Queridos hermanos y hermanas, ¡buenos días!
En este segundo Domingo de Cuaresma se proclama el Evangelio de la Transfiguración: Jesús lleva consigo, sobre el monte, a Pedro, Santiago y Juan y se revela ante ellos en toda su belleza de Hijo de Dios (cf. Mt 17,1-9).
Detengámonos un momento en esta escena y preguntémonos: ¿En qué consiste esta belleza? ¿Qué ven los discípulos? ¿Un efecto especial? No, no es eso. Ven la luz de la santidad de Dios resplandecer en el rostro y en las vestimentas de Jesús, imagen perfecta del Padre. Se revela la majestad de Dios, la belleza de Dios. Pero Dios es Amor, y, por lo tanto, los discípulos han visto con sus ojos la belleza y el esplendor del Amor divino encarnado en Cristo. ¡Tuvieron un anticipo del paraíso! ¡Qué sorpresa para los discípulos! ¡Habían tenido bajo sus ojos durante tanto tiempo el rostro del Amor y no se habían dado cuenta de lo hermoso que era! Solo ahora se dan cuenta, y con tanta alegría, con inmensa alegría.

- _Instrucciones_:
[A] Traduce al inglés esta oración del pasaje sobre la Transfiguración: "Se revela la majestad de Dios, la belleza de Dios."
[B] Selecciona y copia todas las filas que contengan la palabra "lower". Se distinguen mayúsculas de minúsculas.
El pasaje y las filas no tienen relación entre sí.

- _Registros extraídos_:
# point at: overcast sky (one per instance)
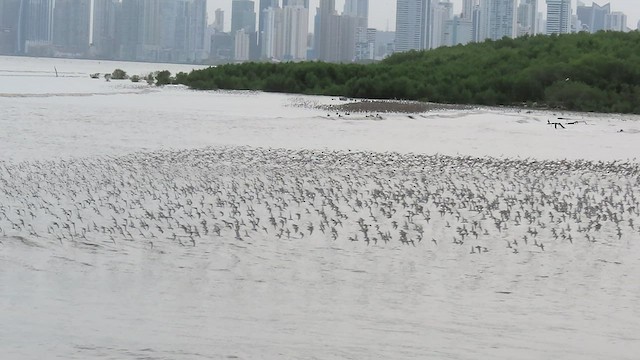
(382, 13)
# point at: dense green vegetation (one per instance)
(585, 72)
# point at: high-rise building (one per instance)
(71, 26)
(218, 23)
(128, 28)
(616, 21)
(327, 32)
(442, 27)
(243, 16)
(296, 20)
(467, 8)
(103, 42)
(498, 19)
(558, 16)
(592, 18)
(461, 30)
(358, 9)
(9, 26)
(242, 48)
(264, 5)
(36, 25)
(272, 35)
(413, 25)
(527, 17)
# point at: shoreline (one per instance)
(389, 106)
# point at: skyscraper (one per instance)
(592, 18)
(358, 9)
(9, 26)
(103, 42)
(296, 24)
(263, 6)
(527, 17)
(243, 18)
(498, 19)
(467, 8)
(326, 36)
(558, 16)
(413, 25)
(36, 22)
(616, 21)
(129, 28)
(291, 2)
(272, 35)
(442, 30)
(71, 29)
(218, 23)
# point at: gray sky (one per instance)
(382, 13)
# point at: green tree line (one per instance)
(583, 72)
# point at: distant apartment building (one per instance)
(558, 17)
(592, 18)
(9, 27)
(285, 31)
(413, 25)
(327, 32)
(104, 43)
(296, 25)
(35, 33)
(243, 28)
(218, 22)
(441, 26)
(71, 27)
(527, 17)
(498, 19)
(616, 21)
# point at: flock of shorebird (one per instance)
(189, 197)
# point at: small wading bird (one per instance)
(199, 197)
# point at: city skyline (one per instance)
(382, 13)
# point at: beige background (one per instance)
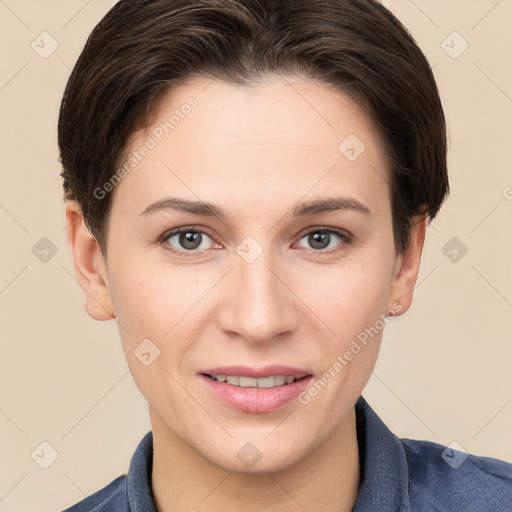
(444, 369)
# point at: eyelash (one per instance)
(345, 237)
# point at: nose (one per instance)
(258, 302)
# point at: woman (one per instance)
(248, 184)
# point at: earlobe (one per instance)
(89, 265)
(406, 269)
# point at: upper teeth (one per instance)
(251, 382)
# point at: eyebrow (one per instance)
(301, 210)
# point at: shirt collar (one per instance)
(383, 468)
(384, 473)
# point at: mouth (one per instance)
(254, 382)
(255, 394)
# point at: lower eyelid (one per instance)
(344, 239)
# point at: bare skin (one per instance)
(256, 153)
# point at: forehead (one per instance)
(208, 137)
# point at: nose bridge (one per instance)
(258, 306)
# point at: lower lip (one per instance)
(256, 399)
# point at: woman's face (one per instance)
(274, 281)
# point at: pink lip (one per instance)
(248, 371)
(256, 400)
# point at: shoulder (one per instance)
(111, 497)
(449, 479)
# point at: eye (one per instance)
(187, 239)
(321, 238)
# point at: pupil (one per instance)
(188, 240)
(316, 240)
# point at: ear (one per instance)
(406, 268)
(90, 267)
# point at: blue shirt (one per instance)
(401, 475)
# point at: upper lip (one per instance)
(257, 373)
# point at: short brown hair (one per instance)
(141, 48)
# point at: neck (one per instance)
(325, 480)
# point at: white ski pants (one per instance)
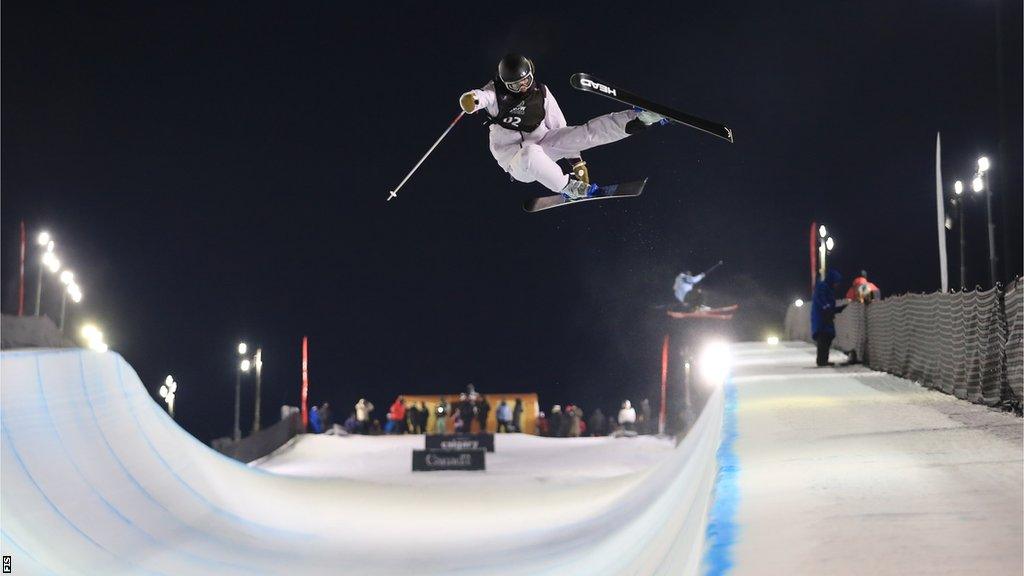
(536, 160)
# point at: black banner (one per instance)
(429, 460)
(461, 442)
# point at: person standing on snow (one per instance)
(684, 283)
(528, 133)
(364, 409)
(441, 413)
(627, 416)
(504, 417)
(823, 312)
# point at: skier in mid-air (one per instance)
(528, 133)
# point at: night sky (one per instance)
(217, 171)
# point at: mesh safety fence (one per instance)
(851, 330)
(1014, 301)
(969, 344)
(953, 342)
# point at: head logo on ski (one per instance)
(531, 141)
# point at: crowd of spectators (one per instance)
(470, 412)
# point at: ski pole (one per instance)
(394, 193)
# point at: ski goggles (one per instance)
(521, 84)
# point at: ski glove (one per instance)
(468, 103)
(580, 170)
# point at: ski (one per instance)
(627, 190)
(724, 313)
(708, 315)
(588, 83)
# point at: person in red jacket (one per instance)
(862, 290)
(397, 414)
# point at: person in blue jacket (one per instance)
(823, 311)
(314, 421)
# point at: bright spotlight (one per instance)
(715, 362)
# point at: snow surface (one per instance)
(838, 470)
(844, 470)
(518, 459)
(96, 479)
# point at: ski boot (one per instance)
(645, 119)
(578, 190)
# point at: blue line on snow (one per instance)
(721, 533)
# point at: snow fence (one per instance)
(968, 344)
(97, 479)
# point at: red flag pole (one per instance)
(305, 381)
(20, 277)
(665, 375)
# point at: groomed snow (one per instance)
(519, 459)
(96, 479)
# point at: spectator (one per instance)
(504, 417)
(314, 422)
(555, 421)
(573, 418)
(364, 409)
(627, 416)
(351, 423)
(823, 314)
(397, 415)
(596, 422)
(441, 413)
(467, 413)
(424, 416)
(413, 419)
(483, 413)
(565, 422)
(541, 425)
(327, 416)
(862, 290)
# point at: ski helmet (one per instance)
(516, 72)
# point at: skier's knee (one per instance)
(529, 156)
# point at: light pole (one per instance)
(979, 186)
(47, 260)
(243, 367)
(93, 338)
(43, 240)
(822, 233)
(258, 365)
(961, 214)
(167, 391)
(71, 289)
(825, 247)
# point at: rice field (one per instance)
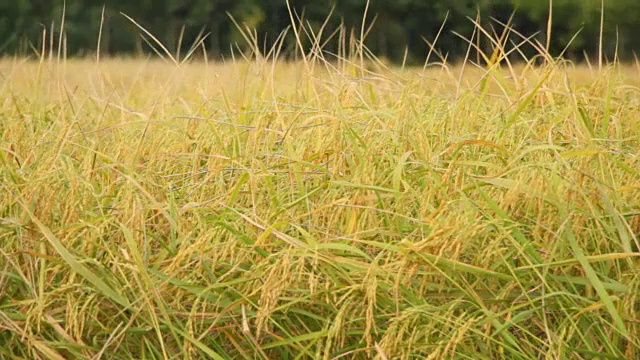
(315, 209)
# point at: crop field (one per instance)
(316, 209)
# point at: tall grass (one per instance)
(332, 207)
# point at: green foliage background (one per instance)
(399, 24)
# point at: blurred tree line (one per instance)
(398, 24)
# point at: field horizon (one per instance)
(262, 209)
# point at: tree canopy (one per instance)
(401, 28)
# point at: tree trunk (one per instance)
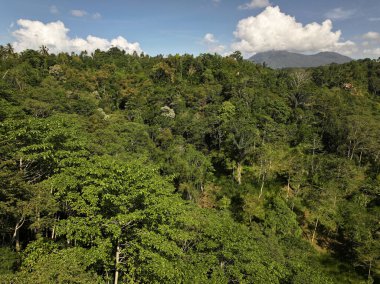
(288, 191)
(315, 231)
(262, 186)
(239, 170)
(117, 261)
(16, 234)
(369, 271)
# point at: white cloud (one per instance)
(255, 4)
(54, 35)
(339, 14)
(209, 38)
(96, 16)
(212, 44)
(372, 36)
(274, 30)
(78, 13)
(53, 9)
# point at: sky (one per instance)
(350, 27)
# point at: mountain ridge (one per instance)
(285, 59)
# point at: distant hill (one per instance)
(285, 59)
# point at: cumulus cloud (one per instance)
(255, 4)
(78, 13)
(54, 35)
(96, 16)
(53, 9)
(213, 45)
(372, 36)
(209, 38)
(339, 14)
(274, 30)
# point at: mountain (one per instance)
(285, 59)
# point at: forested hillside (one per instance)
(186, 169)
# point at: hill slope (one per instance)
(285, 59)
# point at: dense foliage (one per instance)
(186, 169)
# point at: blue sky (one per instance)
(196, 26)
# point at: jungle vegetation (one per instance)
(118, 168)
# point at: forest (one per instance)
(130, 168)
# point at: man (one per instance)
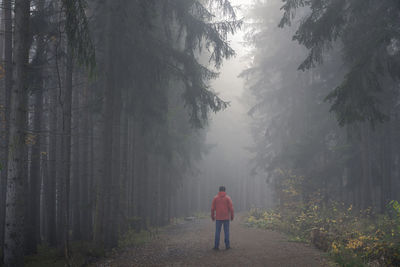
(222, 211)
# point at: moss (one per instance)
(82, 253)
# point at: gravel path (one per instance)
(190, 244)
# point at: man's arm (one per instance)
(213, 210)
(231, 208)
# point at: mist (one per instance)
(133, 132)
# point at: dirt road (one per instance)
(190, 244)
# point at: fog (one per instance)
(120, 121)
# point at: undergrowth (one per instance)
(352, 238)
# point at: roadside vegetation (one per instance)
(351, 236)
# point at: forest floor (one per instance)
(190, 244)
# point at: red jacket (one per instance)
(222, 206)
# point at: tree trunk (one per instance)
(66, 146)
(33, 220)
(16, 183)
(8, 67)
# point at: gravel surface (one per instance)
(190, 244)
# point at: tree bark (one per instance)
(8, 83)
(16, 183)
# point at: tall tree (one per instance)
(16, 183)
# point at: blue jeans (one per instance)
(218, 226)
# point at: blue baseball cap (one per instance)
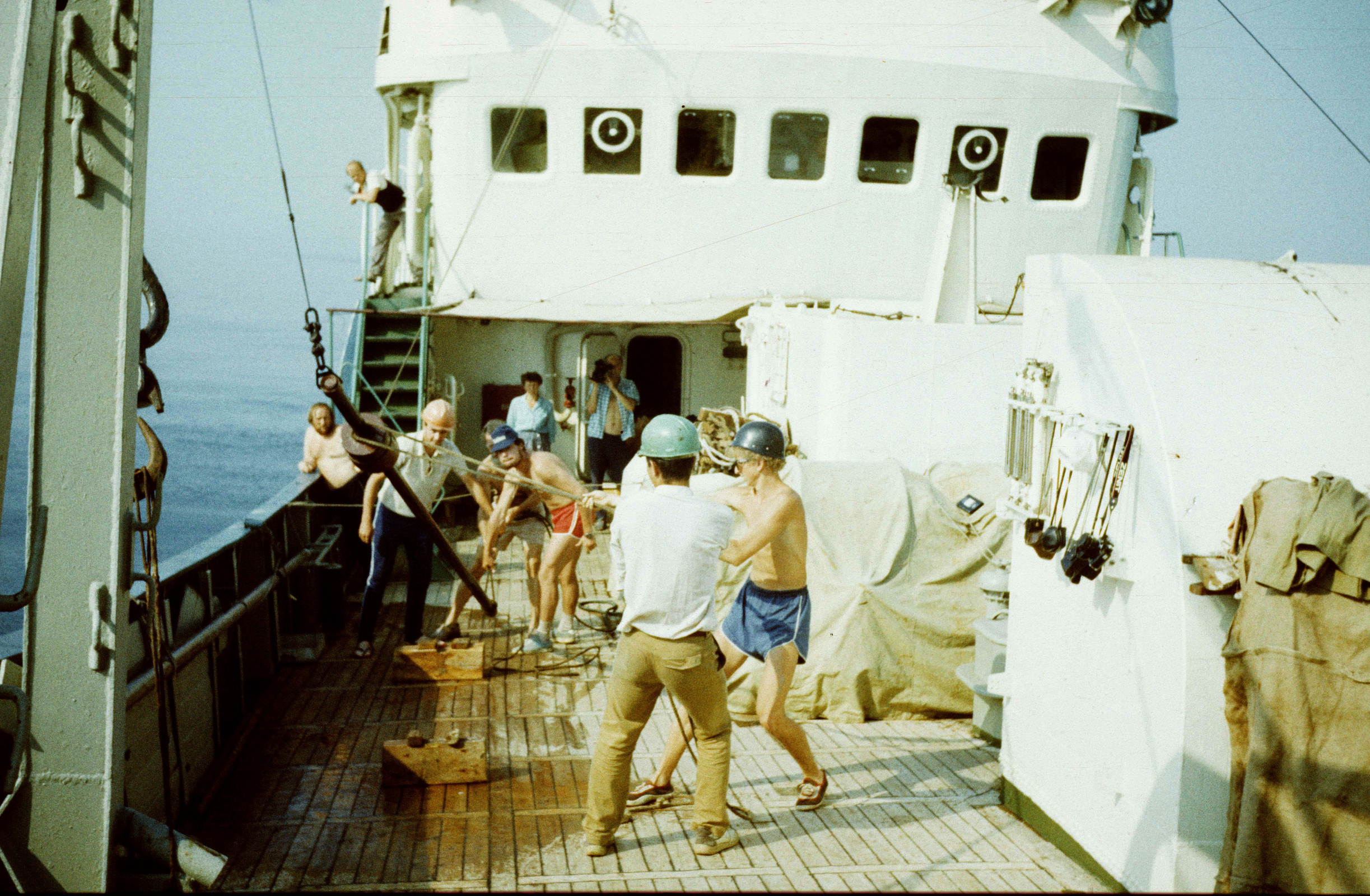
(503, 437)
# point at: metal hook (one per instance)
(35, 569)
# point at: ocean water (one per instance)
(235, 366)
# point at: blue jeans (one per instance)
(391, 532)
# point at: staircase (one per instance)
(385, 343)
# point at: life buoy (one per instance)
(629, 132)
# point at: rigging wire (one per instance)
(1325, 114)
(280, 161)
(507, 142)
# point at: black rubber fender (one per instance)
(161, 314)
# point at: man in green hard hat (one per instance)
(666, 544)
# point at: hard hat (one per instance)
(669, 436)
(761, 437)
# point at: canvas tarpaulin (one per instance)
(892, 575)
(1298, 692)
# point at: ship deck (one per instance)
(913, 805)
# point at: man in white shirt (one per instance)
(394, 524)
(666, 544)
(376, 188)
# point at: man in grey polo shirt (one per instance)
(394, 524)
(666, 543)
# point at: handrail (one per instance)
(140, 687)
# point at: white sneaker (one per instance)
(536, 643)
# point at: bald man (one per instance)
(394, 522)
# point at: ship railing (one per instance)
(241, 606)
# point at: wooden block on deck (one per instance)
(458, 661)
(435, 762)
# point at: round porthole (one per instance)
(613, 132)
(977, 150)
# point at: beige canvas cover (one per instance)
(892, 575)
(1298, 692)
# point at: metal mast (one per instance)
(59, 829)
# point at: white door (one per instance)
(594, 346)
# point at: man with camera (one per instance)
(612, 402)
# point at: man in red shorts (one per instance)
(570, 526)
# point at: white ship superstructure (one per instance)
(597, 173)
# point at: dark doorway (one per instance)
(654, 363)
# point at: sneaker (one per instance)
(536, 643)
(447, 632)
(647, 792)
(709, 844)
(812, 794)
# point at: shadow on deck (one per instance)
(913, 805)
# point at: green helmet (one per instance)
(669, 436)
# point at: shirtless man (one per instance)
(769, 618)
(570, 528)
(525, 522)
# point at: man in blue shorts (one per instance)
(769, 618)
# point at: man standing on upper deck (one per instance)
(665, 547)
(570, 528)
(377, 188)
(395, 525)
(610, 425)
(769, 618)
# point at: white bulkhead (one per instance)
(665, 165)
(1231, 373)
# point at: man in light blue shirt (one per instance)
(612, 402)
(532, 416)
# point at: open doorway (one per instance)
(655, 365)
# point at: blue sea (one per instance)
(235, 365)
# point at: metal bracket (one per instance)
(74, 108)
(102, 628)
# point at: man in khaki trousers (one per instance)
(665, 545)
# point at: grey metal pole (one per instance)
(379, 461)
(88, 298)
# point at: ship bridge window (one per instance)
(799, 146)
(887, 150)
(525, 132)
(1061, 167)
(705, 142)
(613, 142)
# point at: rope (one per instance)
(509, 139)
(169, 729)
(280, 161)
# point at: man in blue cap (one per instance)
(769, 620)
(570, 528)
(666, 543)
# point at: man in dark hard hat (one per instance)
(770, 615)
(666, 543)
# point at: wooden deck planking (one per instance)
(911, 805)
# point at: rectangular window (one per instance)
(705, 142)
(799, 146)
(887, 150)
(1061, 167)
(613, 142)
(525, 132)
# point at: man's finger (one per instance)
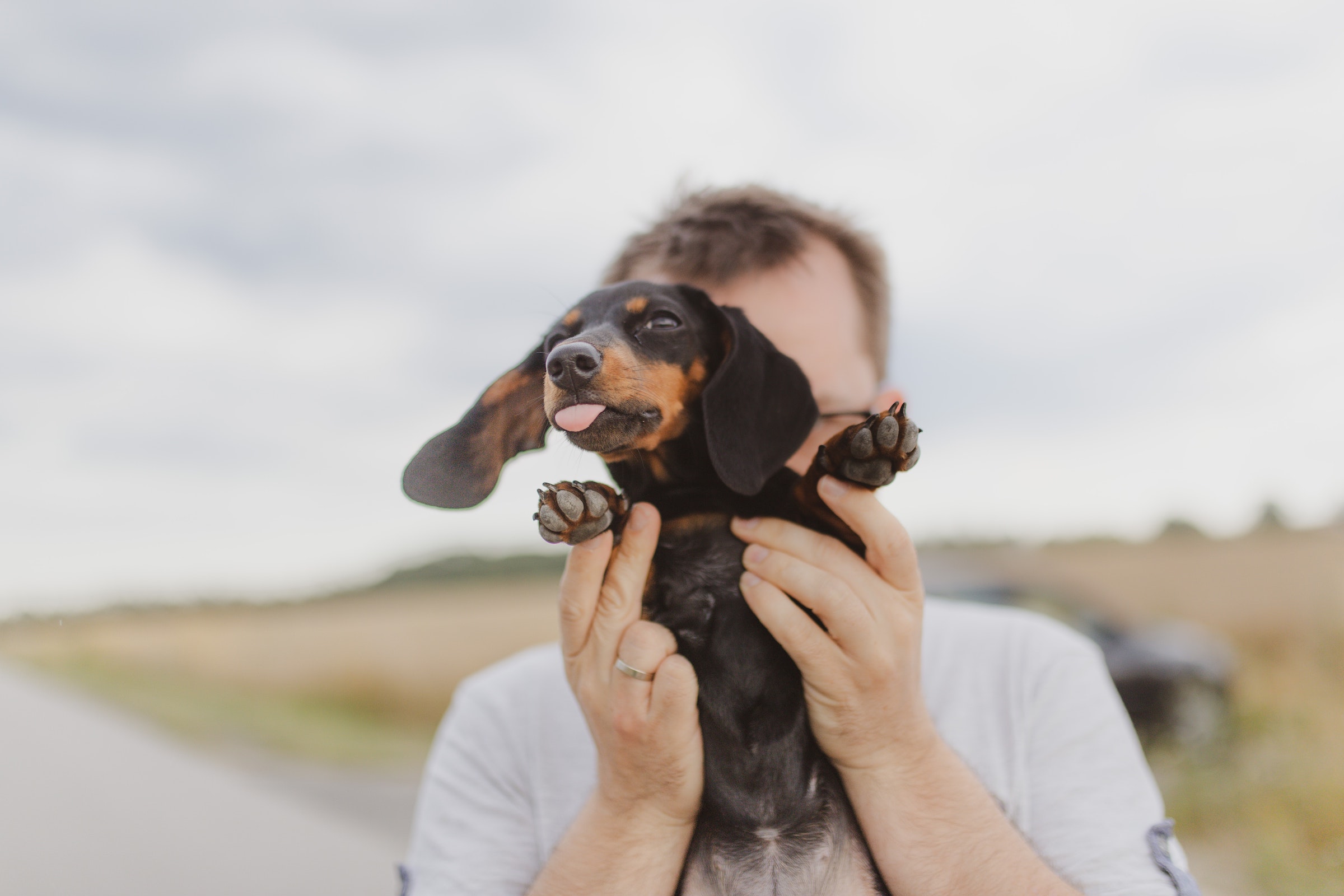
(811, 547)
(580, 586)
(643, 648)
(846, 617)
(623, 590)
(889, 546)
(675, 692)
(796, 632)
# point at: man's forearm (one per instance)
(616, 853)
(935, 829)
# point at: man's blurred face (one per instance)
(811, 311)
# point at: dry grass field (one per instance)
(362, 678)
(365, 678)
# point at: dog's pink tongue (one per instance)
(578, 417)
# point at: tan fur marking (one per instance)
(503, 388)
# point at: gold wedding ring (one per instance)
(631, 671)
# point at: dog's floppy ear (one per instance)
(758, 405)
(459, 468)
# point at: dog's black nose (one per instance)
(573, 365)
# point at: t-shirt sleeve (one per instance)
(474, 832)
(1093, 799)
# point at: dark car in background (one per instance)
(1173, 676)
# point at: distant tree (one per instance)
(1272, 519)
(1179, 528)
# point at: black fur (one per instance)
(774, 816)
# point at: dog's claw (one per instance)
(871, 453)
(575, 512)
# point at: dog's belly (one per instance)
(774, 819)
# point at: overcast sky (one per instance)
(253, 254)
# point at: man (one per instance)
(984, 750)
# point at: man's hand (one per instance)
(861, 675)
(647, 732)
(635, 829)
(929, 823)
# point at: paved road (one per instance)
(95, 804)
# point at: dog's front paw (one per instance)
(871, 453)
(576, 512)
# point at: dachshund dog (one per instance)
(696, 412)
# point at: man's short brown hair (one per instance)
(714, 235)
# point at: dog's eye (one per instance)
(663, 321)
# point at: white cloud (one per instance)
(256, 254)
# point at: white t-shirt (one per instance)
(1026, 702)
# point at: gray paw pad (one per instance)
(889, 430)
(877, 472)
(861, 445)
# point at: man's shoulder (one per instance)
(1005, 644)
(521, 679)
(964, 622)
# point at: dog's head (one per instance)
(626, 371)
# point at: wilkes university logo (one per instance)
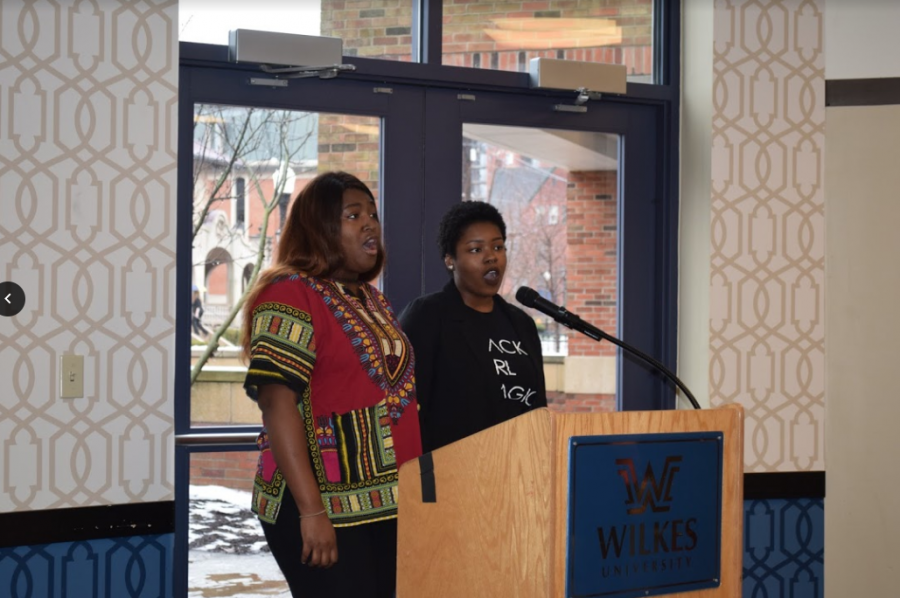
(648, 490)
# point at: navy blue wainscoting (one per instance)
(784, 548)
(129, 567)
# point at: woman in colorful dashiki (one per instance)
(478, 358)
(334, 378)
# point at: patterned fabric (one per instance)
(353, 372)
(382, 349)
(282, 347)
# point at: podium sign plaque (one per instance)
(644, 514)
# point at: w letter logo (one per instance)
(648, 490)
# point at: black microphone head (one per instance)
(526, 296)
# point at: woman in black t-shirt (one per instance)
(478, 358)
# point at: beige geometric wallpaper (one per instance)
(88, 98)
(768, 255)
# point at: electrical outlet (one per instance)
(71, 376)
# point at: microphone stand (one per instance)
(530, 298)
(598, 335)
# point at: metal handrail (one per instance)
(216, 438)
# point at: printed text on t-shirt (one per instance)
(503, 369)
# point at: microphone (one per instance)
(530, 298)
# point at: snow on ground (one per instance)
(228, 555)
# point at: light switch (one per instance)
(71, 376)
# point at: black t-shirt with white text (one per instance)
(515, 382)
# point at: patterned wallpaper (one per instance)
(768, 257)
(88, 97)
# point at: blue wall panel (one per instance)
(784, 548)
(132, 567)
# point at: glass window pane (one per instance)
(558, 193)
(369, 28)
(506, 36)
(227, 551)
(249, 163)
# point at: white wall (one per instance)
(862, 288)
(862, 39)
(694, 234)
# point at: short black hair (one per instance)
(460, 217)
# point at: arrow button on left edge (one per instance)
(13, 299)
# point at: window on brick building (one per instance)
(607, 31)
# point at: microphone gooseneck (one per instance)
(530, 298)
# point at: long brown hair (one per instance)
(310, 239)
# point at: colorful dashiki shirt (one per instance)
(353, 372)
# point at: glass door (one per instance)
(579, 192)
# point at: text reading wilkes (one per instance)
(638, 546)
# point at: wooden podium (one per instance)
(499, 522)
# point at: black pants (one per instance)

- _Las soluciones_:
[A] The majesty of God is revealed, the beauty of God.

[B]
# point at: lower eyelid (one per instance)
# point at: lower lip (one per instance)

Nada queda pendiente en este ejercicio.